Goals:
1) According to the introduction on driver assistance systems below, what two major steps do most pedestrian detection algorithms include?
2) Using the reasons given in the introduction on driver assistance systems below, explain why passive vision-based sensors are preferred over active sensors such as lasers and radars.
3) Take the introduction on driver assistance systems below further, starting after its final sentence.

Page text:
= = = = = = =

1 Introduction

In an effort to reduce driver errors in being the major cause of traffic accidents, there is a lot of research being conducted into the development of advanced driver assistance systems (ADAS). ADAS is a system aimed at helping the driver in tasks such as pedestrian and vehicle detection, traffic sign recognition, lane detection, etc. Such systems are classified into two categories based on the nature of the sensor used to acquire data. In the first category, active sensors such as lasers and radars are used that detect the distance of objects by measuring the travel time of the signal omitted by the sensor and reflected by the object. These sensors have high angular resolution and can detect long distance objects, however they have some drawbacks. A major drawback of active sensors is that colors and patterns cannot be detected, making object recognition very difficult. In the second category of ADAS systems, passive sensors and especially vision-based sensors are used that are relatively low cost and provide the possibility of object classification and texture and color detection. For this reason, passive sensors are preferred because image processing techniques can be used for interpreting and processing the information.

Driver assistance systems have several modules for traffic monitoring, driver’s state monitoring, driver’s communication and reasoning. Among these modules, traffic monitoring can be performed using vision based techniques. The goal of traffic monitoring module is to detect and track vehicles, people and road lanes and recognize traffic signs.

One of the main goals of driver assistance systems is to locate and track stationary and moving pedestrians in the path of the vehicle. Pedestrian detection is a challenging task due to several complexities. These challenges can be summarized as follows:

  • ADAS systems must be able to detect pedestrians in different environments including highways, rural and urban areas with cluttered backgrounds. Also, the system must be able to work properly in existence of occlusion and multiple pedestrians which is very common in urban scenarios.

  • Environmental changes such as illumination and weat- her conditions can affect the performance of pedestrian detection.

  • Pedestrians’ shapes and postures are non-uniform. Large variety of people’s appearance and cloths makes pedestrian detection and tracking a very challenging task.

  • Unlike other human detection applications, in ADAS systems we have to deal with the camera motion too. Therefore, estimating the pedestrians’ size and motion pattern is not easy from a moving platform.

Most of the pedestrian detection algorithms include two major steps: region of interest (ROI) generation and pedestrian classification. In some cases, a tracking and refinement step is also added to improve the detection rate. Figure 1 shows the general block diagram of pedestrian detection.

= = = = = = =

Data entries:
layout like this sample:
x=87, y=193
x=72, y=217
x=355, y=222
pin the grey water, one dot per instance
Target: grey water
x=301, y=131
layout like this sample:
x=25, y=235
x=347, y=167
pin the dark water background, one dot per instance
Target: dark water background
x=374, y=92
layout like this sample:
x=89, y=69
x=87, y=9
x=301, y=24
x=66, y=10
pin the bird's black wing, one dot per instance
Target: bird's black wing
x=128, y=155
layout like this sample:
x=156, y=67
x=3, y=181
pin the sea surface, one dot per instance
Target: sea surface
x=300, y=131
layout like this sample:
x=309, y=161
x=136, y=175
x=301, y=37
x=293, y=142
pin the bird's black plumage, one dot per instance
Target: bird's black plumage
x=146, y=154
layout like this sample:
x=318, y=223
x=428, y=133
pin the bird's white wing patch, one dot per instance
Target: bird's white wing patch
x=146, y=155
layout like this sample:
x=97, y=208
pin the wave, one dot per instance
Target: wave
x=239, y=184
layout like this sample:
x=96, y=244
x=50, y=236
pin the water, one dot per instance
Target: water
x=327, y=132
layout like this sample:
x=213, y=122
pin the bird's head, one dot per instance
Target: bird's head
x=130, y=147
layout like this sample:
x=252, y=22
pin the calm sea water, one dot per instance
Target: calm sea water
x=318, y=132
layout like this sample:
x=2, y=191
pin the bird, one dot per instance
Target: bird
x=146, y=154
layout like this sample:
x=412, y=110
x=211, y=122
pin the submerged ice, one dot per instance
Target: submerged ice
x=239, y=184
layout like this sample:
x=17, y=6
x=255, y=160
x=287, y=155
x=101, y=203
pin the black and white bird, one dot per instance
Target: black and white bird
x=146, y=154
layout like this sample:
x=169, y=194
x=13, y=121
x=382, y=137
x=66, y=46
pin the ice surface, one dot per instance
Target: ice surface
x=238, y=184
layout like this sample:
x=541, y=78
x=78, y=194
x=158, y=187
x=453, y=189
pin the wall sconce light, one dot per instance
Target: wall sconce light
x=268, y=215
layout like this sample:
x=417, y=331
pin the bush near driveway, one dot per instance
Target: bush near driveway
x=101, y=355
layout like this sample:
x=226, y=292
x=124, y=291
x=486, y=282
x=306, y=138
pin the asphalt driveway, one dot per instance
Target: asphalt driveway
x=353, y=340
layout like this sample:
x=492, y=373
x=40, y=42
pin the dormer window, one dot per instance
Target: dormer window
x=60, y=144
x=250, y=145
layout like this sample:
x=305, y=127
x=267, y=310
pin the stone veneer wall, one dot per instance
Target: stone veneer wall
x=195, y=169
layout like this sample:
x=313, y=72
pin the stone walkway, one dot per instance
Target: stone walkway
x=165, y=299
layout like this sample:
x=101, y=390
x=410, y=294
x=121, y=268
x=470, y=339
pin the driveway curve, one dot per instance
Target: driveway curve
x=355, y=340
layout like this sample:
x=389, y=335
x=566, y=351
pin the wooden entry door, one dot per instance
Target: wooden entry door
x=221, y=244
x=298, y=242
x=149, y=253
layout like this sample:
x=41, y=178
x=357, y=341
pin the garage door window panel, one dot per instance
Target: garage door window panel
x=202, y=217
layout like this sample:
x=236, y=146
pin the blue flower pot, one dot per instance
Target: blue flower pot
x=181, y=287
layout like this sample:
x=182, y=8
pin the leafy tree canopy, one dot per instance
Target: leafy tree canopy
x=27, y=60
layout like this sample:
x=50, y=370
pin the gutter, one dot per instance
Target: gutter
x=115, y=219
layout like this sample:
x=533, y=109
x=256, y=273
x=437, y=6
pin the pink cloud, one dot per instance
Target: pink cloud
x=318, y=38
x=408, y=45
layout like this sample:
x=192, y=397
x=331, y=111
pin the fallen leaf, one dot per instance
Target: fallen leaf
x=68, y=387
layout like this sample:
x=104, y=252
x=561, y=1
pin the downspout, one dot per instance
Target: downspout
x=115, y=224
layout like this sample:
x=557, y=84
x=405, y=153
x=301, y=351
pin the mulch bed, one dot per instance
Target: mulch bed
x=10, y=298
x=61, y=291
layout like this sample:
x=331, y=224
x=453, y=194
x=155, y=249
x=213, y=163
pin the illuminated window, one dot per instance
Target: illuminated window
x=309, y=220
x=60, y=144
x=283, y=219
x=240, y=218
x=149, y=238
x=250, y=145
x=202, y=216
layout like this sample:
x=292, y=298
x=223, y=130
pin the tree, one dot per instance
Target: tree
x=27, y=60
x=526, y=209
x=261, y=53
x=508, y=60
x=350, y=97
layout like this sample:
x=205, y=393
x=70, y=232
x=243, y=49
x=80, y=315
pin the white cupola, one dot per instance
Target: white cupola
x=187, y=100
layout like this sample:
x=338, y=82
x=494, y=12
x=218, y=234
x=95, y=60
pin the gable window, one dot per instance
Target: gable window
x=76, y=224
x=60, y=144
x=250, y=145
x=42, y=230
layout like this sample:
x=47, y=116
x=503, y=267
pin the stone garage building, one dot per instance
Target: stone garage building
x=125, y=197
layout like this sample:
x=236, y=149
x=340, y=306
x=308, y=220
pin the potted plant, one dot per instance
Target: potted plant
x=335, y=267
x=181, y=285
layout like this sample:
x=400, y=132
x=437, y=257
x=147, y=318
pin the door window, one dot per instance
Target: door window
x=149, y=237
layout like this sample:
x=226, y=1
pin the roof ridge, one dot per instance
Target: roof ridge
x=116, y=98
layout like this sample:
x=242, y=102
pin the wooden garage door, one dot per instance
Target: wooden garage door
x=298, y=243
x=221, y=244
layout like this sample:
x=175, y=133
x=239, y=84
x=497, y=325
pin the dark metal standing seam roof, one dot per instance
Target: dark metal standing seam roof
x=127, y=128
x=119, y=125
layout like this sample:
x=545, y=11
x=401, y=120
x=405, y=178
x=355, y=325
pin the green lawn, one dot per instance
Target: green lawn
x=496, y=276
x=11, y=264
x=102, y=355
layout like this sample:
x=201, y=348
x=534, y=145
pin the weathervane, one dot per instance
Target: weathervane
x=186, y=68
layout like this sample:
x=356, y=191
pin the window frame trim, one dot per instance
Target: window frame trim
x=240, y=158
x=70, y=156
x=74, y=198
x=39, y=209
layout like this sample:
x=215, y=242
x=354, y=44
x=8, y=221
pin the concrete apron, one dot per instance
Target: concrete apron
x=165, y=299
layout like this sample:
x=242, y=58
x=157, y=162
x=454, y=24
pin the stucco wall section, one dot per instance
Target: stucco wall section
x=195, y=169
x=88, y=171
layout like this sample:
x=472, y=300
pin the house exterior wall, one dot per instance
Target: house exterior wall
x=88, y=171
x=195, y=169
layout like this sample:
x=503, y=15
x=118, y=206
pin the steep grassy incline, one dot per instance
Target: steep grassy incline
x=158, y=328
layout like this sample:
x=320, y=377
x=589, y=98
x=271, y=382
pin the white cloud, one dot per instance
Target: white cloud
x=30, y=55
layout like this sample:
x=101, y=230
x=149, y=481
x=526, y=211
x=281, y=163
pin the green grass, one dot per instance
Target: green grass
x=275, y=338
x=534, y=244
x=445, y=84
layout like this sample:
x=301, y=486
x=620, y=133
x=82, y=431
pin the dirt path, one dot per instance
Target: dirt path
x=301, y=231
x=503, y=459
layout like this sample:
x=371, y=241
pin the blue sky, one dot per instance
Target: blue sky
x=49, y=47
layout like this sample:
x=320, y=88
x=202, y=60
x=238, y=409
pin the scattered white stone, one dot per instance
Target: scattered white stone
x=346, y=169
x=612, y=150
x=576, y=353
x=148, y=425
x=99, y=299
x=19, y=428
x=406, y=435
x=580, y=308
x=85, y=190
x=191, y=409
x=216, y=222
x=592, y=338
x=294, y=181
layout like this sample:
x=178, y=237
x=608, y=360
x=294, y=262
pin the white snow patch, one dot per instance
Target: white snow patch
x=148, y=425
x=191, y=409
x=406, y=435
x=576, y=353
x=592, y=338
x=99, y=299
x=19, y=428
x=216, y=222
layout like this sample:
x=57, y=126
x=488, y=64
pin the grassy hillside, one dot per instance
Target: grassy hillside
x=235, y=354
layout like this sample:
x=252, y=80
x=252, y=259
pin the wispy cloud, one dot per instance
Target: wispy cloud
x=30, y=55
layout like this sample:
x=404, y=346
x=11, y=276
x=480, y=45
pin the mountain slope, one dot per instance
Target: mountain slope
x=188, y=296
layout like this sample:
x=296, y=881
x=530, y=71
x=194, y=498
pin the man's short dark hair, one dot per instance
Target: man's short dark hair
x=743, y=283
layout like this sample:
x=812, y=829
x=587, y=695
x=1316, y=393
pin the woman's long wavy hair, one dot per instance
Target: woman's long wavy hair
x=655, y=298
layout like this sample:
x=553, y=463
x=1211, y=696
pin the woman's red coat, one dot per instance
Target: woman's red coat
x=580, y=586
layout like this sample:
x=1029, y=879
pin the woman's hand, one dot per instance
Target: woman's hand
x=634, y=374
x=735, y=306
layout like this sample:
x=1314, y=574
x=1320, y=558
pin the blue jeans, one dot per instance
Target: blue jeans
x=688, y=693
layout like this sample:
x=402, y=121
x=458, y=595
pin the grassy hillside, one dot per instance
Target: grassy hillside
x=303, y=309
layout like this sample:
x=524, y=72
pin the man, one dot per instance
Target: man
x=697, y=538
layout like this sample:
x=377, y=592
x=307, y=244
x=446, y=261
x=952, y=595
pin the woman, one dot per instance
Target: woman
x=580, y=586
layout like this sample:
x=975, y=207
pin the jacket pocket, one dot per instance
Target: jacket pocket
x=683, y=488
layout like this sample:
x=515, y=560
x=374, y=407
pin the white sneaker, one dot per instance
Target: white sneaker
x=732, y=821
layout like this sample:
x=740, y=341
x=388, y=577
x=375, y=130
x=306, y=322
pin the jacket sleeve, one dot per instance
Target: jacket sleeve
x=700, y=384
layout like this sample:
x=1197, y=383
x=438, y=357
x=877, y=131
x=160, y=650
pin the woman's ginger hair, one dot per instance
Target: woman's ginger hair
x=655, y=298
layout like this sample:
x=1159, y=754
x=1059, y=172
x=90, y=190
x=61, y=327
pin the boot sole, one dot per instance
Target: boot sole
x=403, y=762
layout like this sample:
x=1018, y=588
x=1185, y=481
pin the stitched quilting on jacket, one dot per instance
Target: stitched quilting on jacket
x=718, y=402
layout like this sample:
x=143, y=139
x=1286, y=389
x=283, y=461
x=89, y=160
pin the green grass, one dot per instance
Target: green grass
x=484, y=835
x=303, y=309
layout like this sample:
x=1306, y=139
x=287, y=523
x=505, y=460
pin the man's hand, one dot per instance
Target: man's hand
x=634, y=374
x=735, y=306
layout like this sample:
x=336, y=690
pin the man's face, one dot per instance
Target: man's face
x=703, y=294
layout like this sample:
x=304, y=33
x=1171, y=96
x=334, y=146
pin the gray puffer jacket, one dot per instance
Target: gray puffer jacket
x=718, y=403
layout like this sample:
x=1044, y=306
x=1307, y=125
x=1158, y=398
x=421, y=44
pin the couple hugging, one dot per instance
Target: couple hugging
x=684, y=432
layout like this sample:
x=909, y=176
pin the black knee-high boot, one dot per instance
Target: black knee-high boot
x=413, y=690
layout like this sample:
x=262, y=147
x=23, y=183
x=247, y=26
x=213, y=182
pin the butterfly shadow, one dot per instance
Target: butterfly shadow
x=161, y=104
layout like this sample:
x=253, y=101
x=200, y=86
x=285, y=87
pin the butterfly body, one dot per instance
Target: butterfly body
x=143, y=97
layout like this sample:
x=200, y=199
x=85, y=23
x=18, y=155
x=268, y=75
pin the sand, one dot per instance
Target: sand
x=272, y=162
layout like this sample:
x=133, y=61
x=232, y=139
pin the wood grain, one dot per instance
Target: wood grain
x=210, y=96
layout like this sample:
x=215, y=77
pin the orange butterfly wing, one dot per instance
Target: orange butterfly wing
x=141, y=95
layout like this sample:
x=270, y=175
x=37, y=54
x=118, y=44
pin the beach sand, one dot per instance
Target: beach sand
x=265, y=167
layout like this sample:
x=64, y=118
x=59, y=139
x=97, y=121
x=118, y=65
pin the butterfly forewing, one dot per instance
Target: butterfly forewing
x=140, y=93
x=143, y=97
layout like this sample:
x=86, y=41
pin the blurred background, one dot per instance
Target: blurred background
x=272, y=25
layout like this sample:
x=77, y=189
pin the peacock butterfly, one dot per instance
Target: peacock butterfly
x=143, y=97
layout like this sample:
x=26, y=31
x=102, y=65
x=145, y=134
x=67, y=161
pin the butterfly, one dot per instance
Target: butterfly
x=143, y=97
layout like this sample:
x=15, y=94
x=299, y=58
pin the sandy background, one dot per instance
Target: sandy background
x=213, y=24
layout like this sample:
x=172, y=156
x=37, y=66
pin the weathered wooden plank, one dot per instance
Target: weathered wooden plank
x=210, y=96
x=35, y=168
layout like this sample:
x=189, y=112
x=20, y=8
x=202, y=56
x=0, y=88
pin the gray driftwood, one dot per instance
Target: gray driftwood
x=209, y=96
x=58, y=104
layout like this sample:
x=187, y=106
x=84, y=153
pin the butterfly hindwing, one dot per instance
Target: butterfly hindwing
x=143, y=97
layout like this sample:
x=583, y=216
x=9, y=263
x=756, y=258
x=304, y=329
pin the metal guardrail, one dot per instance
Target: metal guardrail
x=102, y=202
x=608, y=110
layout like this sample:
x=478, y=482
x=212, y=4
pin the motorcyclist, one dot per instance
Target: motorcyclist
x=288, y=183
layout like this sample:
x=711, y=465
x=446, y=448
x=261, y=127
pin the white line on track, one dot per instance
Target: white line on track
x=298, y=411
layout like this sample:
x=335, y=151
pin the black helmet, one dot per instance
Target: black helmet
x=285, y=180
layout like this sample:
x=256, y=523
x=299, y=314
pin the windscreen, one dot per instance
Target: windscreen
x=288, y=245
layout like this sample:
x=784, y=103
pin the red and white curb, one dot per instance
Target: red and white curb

= = = = = = =

Expected outputs:
1) Region of interest (ROI) generation and pedestrian classification.

2) Active sensors cannot detect colors and patterns, which makes object recognition very difficult. Vision-based passive sensors are relatively low cost and allow object classification and texture and color detection. They therefore let image processing techniques be used to interpret and process the information.

3)
Fig. 1
figure 1

Block diagram of pedestrian detection

In this paper, we propose a pedestrian detection algorithm by combining the ROI generation using dense depth map and HOG feature descriptor in the color image to create a system that is invariant to scale and illumination and can handle occlusion and multiple objects.

The structure of the paper is as follows: In Section 2, we review previous work related to pedestrian detection. In Section 3, the proposed pedestrian detection algorithm is explained in detail. In Section 4, we present experimental results and in Section 5, the paper is concluded.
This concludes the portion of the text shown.